== OBJETIVO DO EXERCÍCIO ==
No texto sobre assédio, por que o tema não tem a visibilidade que deveria? Responda em uma a três frases.

== TRECHO DO TEXTO ==
+++

Um basta ao assédio
“Precisamos de luz para combater o
silêncio. Muitas vezes, por não enxergarem o assédio como um assédio, o
tema não tem a visibilidade que deveria. E a luz é a denúncia. Um grito
para acabar com o silêncio”
(Iago Martinho Kieling, 18 anos, estudante de jornalismo, 4 º
semestre.)
"A gente sempre ouve falar de assédio. É até comum. Mas, quando
vimos o conceito, aqui, durante o trabalho, a concepção muda. Você começa
a perceber que o assédio está do lado e você não notas"
(Caio Eduardo Almeida, 20 anos, estudante de
jornalismo, 4º semestre)
"Infelizmente, o assédio ainda acontece mais com as meninas. Temos
garotas no grupo e foram elas que nos ajudaram a ter o olhar correto sobre
o tema, com sensibilidade para que abordássemos da melhor forma"
(Benny da Silva Leite, 18 anos, estudante
de publicidade, 4 º semestre.)
"Estudantes de jornalismo e de publicidade
participam de concurso sobre o tema. Depois de seis meses de trabalho, criaram
várias plataformas de comunicação para alertar sobre a importância da denúncia"

+++

== DADOS MOSTRADOS ==
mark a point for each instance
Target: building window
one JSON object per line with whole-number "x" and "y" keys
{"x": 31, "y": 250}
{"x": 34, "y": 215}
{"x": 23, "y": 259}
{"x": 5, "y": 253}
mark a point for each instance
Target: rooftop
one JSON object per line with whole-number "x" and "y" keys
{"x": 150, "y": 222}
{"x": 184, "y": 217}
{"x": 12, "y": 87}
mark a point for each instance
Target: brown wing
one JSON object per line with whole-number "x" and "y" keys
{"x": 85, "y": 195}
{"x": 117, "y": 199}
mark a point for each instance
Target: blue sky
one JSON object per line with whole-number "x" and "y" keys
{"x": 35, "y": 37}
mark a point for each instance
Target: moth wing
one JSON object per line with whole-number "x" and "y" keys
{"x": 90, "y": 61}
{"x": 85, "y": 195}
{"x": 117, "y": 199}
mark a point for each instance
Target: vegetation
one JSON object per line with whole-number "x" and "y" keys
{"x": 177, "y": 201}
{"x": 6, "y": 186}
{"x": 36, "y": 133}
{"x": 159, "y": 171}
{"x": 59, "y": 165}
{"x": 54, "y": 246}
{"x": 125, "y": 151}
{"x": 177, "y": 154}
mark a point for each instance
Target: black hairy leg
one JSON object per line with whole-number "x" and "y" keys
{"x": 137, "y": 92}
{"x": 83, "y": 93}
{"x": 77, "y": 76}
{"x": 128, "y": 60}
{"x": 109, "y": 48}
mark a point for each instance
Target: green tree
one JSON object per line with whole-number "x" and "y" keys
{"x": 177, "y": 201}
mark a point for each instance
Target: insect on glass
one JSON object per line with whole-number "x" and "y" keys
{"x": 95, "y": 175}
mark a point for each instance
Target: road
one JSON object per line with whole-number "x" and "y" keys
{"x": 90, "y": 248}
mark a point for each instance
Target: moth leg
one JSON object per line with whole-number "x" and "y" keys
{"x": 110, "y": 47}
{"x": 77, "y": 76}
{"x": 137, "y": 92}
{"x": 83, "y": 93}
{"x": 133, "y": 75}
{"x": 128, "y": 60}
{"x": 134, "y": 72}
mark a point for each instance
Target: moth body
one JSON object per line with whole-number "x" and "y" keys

+++

== RESPOSTA CERTA ==
Porque muitas vezes as pessoas não enxergam o assédio como assédio. Por isso o texto diz que é preciso luz, que é a denúncia, para combater o silêncio.